▶ _BRANO FORNITO_
>>>
Quando le periferie erano di sinistra di Giovanna Falli

San Basilio foto di Tano D'Amico

Vite in vendita


Proponiamo un capitolo dell'autobiografia di Giovanna Falli intitolata “Vite in vendita”, una storia che spazia dal 1940 fino ai giorni nostri, scritta in un linguaggio semplice e diretto. Si tratta della vicenda umana di una donna che ha vissuto ogni sorta di deprivazione: dagli orrori della guerra alla precoce mancanza della figura paterna; dallo stupro alla reclusione in collegi e in manicomio; da un matrimonio pianificato quando era ancora una bambina alla discriminazione riservatale a San Basilio, il quartiere dormitorio dov’era costretta a vivere; dalla vedovanza al duro lavoro in fabbrica, fino a un tentativo di suicidio.

Una donna ostinata che non si è arresa a una sorte che sembrava relegarla inesorabilmente ai margini, a tramutarla in vittima predestinata, a colpirla ripetutamente nei diritti e negli affetti. Una donna che ha dovuto lottare sia per sé stessa che per garantire una vita migliore ai suoi sette figli. Una donna che, malgrado tutto, ha saputo tradurre in positivo le sue difficili e dolorose vicende.
<<<
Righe
>>>
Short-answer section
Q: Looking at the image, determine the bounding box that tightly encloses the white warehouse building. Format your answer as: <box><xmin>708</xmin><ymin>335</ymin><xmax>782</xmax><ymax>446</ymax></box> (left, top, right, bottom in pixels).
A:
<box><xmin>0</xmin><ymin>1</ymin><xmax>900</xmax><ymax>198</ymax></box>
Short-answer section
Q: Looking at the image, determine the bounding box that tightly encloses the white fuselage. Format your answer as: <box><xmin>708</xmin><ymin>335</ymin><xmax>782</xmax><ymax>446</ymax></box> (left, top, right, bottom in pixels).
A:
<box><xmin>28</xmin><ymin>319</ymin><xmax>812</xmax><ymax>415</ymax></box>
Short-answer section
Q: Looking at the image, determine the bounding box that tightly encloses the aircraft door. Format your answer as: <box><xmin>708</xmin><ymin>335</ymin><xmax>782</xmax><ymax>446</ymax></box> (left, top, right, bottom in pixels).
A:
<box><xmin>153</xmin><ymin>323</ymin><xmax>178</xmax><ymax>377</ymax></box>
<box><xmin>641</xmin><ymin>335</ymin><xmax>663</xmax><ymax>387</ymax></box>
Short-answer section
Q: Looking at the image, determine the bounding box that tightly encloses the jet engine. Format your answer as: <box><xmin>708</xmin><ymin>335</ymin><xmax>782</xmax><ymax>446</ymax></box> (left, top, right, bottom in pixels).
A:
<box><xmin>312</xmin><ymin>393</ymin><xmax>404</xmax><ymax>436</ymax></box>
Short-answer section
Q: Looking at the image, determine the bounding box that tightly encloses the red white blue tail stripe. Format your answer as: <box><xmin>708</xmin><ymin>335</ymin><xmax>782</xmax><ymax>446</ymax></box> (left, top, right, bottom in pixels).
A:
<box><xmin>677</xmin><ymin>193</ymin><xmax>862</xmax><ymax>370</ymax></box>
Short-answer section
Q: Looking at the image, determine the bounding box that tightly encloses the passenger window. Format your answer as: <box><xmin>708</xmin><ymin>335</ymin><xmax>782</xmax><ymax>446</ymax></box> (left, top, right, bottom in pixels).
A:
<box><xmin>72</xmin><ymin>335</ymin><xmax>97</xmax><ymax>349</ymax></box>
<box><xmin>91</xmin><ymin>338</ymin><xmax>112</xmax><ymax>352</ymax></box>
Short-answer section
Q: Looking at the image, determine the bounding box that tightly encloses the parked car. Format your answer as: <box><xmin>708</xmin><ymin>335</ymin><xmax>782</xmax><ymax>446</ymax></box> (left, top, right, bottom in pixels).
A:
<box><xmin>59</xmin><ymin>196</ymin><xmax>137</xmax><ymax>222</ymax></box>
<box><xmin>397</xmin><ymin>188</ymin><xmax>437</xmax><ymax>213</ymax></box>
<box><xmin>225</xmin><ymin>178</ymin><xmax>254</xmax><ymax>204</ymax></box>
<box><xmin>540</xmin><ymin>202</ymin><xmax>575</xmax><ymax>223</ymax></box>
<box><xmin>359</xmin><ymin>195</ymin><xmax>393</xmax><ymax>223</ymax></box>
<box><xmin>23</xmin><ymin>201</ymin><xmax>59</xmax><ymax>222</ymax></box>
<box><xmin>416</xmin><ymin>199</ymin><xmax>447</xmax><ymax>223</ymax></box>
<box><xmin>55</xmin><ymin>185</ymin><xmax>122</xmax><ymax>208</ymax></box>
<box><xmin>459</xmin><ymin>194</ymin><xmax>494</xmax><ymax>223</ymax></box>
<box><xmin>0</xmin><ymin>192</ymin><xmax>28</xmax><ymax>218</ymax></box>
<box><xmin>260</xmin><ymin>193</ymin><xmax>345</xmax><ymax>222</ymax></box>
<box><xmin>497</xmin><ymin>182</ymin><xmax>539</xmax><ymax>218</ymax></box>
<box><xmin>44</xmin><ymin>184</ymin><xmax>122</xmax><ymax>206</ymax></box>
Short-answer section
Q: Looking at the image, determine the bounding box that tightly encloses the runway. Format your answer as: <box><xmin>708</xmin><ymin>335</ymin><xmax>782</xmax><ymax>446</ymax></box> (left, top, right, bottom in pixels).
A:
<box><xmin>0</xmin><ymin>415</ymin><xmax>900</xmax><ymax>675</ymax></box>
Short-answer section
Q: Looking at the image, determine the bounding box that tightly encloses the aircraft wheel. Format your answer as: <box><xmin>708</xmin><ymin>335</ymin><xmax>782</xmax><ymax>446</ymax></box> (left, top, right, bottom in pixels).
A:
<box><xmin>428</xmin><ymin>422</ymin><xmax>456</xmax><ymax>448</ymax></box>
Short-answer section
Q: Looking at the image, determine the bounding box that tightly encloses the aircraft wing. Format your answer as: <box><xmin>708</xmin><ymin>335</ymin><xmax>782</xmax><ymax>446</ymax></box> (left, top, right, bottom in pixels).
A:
<<<
▶ _CONSEGNA_
Cita parola per parola il tratto della presentazione di “Vite in vendita” che va da "San Basilio foto" fino a "tentativo di suicidio.".

▶ _RISULTATO_
San Basilio foto di Tano D'Amico

Vite in vendita


Proponiamo un capitolo dell'autobiografia di Giovanna Falli intitolata “Vite in vendita”, una storia che spazia dal 1940 fino ai giorni nostri, scritta in un linguaggio semplice e diretto. Si tratta della vicenda umana di una donna che ha vissuto ogni sorta di deprivazione: dagli orrori della guerra alla precoce mancanza della figura paterna; dallo stupro alla reclusione in collegi e in manicomio; da un matrimonio pianificato quando era ancora una bambina alla discriminazione riservatale a San Basilio, il quartiere dormitorio dov’era costretta a vivere; dalla vedovanza al duro lavoro in fabbrica, fino a un tentativo di suicidio.